* _WHAT YOU NEED TO DO_
Copy the forum thread from "He views every" to "was so proud!!!!", substituting "beach" for "park".

* _READING PASSAGE_
══════

# Very proud!



## SkyyMax (Apr 5, 2012)

Our 2 V's could not be more different - Skyy has always been very gentle and nice with kids. 

Max, not so much... Basically he is a "bull in a china shop".

He views every kid as a potential playmate and after he almost knocked down my friends 2 year old last week, I started training him to be calm around babies and young children.

We went to the park and he had to sit and observe kids from a distance, over a period of a few days we were getting within a few feet of playing children and Max was getting a lot of praise for being a good boy (keeping his red behind on a ground).

This evening came a big test - the encounter with a 2 year old. Max sat down and gave a little boy so many kisses, but did not try to play!!!! I could see Max's tail going 100 times a minute, he REALLY wanted to run and play, but his bum was either on a ground or very close to it 
I was so proud!!!!

We'll continue the training and hopefully in the near future if somebody will ask "Can my child pet you dog?" I can answer "Yes!"


----------



## Suliko (Sep 17, 2011)

Yay! You have every right to be proud!!  I still need to train Pacsi to be more gentle. She just does everything with all her heart...especially saying HI to people! : She'll try so hard to sit and wait while her body shivers ready to jump up in the air to slobber everyone with kisses. I'm still working on it. Good luck and looks like you're on the right track!


----------



## CrazyCash (Jul 12, 2012)

Nice work!! I still have to put Penny on a leash for the first few minutes when she's around kids because she will jump on them with excitement and knock them down. It's quite an accomplishment for Max to be able to keep his behind on the ground around kids, great job!


----------



## R E McCraith (Nov 24, 2011)

[size=24pt][Training the pup - or training my grand children ? PIKE is never left off lead till my grand children know what his hand signals are - he does love to play - no and a hand signal - PIKE knows what that means - they learn so much quicker than PIKE - sorry to say this - but small children just look like pups to play with - PIKE is always under my control around children that do not know how to controll him - works most of the time - but not always !!!!!


----------



## SkyyMax (Apr 5, 2012)

R said:


> [size=24pt][ small children just look like pups to play with - PIKE is always under my control around children that do not know how to controll him - works most of the time - but not always !!!!!


REM - this is so true, little kids are like little pups, Max and Skyy are always under our supervision around children.


----------



## Mcunnin4 (Jan 15, 2013)

I felt this related to this thread, but how can you train a V to remain sitting while people pet him/her?! Really want to get a grasp on my V's etiquette when people come into the house and when petting him!


----------



## SkyyMax (Apr 5, 2012)

*Mcunnin4*- 

I believe the dogs have better chance to succeed, if you praise the positive behavior, rather then punishing the unwanted behavior.

Here are a couple of Youtube videos, that might help you:

http://www.youtube.com/watch?v=4YlZ-49Cawk

http://www.youtube.com/watch?v=X1lpoU9J2XE

Good luck!


----------

══════

* _RECORDS_

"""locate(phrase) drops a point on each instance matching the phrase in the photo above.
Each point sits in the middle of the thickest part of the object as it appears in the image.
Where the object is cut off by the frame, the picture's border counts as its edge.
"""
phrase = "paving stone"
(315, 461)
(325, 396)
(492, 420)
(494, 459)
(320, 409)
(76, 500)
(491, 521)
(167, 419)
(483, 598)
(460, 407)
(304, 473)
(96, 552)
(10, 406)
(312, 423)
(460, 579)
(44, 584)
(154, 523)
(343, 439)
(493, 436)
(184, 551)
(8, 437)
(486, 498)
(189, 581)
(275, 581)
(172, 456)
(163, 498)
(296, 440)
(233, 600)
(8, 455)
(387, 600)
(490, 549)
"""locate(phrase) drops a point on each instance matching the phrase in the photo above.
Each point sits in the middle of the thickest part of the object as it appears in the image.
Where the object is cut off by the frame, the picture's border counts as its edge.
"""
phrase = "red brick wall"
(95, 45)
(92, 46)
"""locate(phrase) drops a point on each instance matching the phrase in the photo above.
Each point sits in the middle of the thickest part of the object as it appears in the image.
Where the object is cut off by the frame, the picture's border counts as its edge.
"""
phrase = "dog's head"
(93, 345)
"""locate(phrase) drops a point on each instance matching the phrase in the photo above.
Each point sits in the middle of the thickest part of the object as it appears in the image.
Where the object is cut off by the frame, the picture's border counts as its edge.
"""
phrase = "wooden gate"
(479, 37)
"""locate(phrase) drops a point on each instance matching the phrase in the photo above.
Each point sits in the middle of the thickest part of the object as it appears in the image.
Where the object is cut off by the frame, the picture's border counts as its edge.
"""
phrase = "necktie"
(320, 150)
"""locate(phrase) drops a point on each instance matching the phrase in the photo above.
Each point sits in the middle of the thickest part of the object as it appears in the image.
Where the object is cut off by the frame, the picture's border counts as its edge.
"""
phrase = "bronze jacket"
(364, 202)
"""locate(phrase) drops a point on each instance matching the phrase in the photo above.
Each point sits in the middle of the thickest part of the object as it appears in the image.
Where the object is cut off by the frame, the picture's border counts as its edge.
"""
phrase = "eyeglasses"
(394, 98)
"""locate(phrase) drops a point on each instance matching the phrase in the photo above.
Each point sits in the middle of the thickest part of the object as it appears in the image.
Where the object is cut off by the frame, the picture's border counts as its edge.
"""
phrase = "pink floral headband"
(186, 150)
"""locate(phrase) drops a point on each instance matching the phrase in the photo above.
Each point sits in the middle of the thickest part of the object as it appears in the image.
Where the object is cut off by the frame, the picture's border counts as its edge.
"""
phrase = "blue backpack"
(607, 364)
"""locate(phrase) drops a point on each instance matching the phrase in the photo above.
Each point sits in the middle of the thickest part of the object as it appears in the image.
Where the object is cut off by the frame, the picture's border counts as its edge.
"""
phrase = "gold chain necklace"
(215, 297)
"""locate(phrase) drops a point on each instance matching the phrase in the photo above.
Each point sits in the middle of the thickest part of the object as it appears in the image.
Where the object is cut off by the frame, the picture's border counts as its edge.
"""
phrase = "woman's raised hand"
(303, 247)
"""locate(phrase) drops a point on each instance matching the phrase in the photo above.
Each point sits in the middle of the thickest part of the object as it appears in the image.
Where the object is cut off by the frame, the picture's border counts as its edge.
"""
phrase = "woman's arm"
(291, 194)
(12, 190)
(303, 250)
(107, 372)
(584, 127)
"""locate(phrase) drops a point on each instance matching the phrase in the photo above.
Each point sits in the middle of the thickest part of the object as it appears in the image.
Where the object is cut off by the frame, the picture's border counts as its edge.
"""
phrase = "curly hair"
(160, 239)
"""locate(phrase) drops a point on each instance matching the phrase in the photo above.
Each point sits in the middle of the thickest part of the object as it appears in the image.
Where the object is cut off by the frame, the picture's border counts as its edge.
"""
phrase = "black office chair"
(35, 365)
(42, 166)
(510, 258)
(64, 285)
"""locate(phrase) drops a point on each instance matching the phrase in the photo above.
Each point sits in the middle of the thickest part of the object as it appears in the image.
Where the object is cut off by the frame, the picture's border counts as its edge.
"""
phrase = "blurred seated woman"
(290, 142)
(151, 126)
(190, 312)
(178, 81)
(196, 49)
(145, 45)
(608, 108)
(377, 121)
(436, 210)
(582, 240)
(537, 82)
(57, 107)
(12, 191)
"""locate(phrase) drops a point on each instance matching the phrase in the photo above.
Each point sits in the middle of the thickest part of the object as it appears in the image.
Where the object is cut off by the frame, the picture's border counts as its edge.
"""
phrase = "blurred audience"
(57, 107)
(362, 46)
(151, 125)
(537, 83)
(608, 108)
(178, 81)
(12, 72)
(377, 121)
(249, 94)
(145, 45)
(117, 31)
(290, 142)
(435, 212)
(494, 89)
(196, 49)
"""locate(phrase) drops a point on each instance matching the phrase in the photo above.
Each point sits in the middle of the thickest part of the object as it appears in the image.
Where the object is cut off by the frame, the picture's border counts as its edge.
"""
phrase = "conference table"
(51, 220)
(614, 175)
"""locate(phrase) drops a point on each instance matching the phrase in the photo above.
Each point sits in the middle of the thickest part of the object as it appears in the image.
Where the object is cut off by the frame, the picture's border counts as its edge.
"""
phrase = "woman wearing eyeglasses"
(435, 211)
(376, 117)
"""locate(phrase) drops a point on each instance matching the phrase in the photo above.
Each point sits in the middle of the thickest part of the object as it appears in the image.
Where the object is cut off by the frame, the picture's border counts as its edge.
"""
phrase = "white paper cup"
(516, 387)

══════

* _SOLUTION_
He views every kid as a potential playmate and after he almost knocked down my friends 2 year old last week, I started training him to be calm around babies and young children.

We went to the beach and he had to sit and observe kids from a distance, over a period of a few days we were getting within a few feet of playing children and Max was getting a lot of praise for being a good boy (keeping his red behind on a ground).

This evening came a big test - the encounter with a 2 year old. Max sat down and gave a little boy so many kisses, but did not try to play!!!! I could see Max's tail going 100 times a minute, he REALLY wanted to run and play, but his bum was either on a ground or very close to it 
I was so proud!!!!